▶ [EXERCISE BRIEF]: Carry on the race-day account below, picking up after its last sentence.

▶ [DOCUMENT EXCERPT]:
After a surprisingly decent night of sleep, I woke at 4am before my alarm. As I prepared for battle, I pretended like it was just another 50k. It worked! I did so much stressing the week leading up to the race that I had no craps left to give. I was eerily calm. Donnie, Megan and I hopped in the car to make the 15 minute drive to the race site. Carrie and Jay would arrive later that afternoon.
We arrived at the Cabins, also the start/finish, to locate Lisa and her family/crew among the crowd. After doing the OMG OMG OMG girl I love you squeeling-hugging stuff, we picked our spot. We realized we were facing the wrong direction and were WAY too close to the starting line so we began marching to the back of the pack to get behind the 50 mile runners. As we turned our backs, the gun went off. After an audible oh shizzz, I felt instant relief. I waved goodbye to Megan and Donnie, feeling like a toddler being dropped off at school for the first time.

▶ [DATA]:
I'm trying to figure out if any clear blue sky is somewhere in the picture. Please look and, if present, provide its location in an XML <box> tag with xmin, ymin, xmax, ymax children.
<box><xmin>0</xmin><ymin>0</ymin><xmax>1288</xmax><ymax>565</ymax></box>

▶ [RESULT FOR THIS EXERCISE]:
I had two goals going in. First, to prevent all the bad stuff from happening as long as possible. It’s exhausting work exploring the depths of our darkest emotions and I knew there would be points so low I’d want to quit, or so I’d been warned. Second goal, HAVE FUN. Remember why I’m doing this. I chose this and it’s supposed to be fun! I felt the fun right away. People speak of a runner’s high and I was as high as Rudolph’s tail on Christmas Eve with endorphins. Nothing could stop me. I was having a spiritual experience and soaking it all in. I told Lisa during the long climb up to Heaven Hill that I had a really good feeling about all of this and she agreed. We ran the first 7 miles together and met some interesting people along the way. We unintentionally separated after pausing at the first aid station with Lisa headed into the woods first. It’s an unspoken creed among friends that you run your own race so I thought nothing of it, went about my business and hoped to see her later up the trail. I wouldn’t see her again until 6pm the next day.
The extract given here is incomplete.